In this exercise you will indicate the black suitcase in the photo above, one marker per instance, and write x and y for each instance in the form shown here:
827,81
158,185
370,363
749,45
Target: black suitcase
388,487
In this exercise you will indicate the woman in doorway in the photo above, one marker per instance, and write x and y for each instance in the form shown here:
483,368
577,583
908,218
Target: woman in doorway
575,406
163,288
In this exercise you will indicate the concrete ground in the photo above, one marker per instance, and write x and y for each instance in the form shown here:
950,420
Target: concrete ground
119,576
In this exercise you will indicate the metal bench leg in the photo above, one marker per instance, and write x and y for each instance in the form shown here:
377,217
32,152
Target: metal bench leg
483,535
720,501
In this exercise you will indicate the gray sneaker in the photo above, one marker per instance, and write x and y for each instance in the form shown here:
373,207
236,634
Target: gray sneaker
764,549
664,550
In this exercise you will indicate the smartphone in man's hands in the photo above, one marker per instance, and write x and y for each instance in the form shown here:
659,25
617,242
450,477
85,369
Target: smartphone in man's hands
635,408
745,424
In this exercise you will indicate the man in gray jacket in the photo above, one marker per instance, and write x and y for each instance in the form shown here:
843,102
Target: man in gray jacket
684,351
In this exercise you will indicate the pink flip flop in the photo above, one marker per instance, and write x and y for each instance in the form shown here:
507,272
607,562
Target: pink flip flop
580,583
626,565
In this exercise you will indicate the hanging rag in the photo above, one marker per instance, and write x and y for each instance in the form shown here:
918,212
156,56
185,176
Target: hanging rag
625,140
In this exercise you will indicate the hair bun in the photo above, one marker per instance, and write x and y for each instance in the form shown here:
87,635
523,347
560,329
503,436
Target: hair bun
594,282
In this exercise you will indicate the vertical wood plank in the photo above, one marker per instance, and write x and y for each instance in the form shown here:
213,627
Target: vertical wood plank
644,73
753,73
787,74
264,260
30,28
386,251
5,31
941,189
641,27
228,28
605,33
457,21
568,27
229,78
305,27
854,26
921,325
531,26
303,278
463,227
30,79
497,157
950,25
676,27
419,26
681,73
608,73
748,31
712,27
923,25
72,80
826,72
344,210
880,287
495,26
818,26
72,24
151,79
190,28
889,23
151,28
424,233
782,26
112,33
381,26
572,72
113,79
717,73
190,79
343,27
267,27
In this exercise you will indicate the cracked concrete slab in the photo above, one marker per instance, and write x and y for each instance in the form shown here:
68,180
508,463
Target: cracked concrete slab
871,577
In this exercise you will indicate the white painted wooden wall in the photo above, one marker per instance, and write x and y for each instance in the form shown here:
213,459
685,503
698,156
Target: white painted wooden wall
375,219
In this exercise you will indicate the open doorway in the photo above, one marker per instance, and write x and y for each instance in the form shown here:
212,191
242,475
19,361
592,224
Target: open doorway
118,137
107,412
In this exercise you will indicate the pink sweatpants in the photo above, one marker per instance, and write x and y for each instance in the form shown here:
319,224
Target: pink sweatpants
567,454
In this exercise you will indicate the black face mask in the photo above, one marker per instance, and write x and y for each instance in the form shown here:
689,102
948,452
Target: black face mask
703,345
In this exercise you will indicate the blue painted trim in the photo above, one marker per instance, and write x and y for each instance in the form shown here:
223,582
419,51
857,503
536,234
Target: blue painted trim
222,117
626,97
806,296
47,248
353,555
━━━━━━
* **SHORT PROBLEM**:
Reproduce exactly the lines from the one with "In this exercise you will indicate the open" through the end of the entries above, both ends included.

* **FULL RESPONSE**:
In this exercise you will indicate the open doorway in the photo above, one marker per instance, and write x and y for each instance in the form shown here:
212,191
242,475
19,361
592,224
Target: open doorway
118,137
107,412
In this exercise you will indicate the pink sweatpants in the photo above, one marker per instance, and write x and y for each instance in the form shown here:
319,224
Target: pink sweatpants
567,454
In this exercise you will indicate the black face mask in the photo above, one marker per instance, and write x and y for each instance in the form shown here:
689,102
948,452
Target: black face mask
703,345
In this exercise you will indicate the blue painted trim in the photo above, one marker per instance, and write x and y for each instance in the form shown here:
223,582
419,51
857,503
536,234
Target: blue painted trim
222,117
626,97
806,296
47,248
353,555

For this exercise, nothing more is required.